-- ЗАДАНИЕ A --
Выберите из записей ниже все строки, в которых встречается слово «instance», с учётом регистра.

-- БЛОК ТЕКСТА --
________________________________________

Д. Осерчал русский народ и стал бунтарей учить уму-разуму!.. Из многотысячной толпы, приукрашенной «знаками свободы», не осталось, в несколько минут, никого. Не только красный бант, юбка или лента, а и студенческая фуражка или тужурка исчезли с глаз долой.
Горе было попадавшемуся с красною тряпкою! Да и «воспитанникам» университета или политехникума приходилось «брать рекорды» ещё невиданной резвости…
Все окружающие Думу дома, чердаки и подвалы, — даже места уединения, были переполнены «гражданами социал-демократической республики». Но многих и оттуда призывали к ответу…
Потомки сподвижников Гонты и Железняка дали «избранному» народу первое предостережение… Они, — напомнили, как «жидова» и духу Запорожского боялась!..
E. «Еврейское царство настало!.. Если власти ничего не делают, то мы сами должны защищаться!»
«Эта гульня скоро переменится!..» «Оцэ дожили, що жиды рвут Царские портреты! Що ж дальше будэ?!..»
«Бей жидов, дуй крамольников!» — гремело в воздухе…. «Евреев надо всех уничтожить!» «Мы им покажем свою правду — истину!» «Постоим за нашего Батюшку-Царя!» «Вам бы защищать Царские портреты в Думе, а не жидовские лавки!» «Стреляй! — А где ты был, когда рвали портреты в Думе?» «Как-таки, — разорвали портрет Царя-Батюшки, и все — жиды? Бей их! Они изменники!» «Ты берёшься защищать жидов, — ты тоже из красных?!» «Эх, вы, жиды паршивые!..» «Ты кто, — жидовский наймит, что защищаешь евреев?» «Посмотри лучше, как в Думе портреты разорвали и разломали вензеля!» «Ты нас разгоняешь, — а где ты был, когда в Думе разрывали портреты?». «Бей жидов!».. — Вот что слышалось по всему Киеву, 18–21-го октября 190 5 года.
Ж. Между тем, ещё около 7 часов вечера, 18-го октября, на Троицкой площади, встретив полусотню казаков, «бундисты», выстрелами, убили одного, а другого ранили. Казаки не замедлили с ответом и у магазина Брашкина убили приказчика Полляка.
На Крещатике, положение было таково, в свою очередь, что войска, как уже сказано, вынуждены были оставаться здесь до 3-х часов ночи на 19-е октября.
Тем не менее, как и в Одессе, «благочестивое» еврейство все еще не каялось. Его «самооборона» продолжала ранить и убивать русских людей, — ещё несколько дней, «Молодые евреи» поддерживали предательскую стрельбу, в особенности с чердаков и крыш, нередко по чинам полиции, войсковым отрядам и патриотическим процессиям. Стреляли даже по городовому, который вез ребенка в больницу…
— Русь в мешке, — кричали сыны Иуды, — надо его только покрепче завязать!..

________________________________________

-- ДОСТУПНЫЕ ЗАПИСИ --
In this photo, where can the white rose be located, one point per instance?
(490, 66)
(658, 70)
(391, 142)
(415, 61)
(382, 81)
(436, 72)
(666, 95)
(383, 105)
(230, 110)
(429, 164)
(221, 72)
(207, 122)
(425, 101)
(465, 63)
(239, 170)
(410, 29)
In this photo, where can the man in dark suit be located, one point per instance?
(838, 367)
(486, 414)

________________________________________

-- ЗАДАНИЕ B --
Извлеките из текста о событиях в Киеве в октябре 1905 года отрывок от слов «На Крещатике, положение» до слов «только покрепче завязать!..» без изменений.

-- ПОЛНЫЙ ОТВЕТ A --
In this photo, where can the white rose be located, one point per instance?
In this photo, where can the man in dark suit be located, one point per instance?

-- ПОЛНЫЙ ОТВЕТ B --
На Крещатике, положение было таково, в свою очередь, что войска, как уже сказано, вынуждены были оставаться здесь до 3-х часов ночи на 19-е октября.
Тем не менее, как и в Одессе, «благочестивое» еврейство все еще не каялось. Его «самооборона» продолжала ранить и убивать русских людей, — ещё несколько дней, «Молодые евреи» поддерживали предательскую стрельбу, в особенности с чердаков и крыш, нередко по чинам полиции, войсковым отрядам и патриотическим процессиям. Стреляли даже по городовому, который вез ребенка в больницу…
— Русь в мешке, — кричали сыны Иуды, — надо его только покрепче завязать!..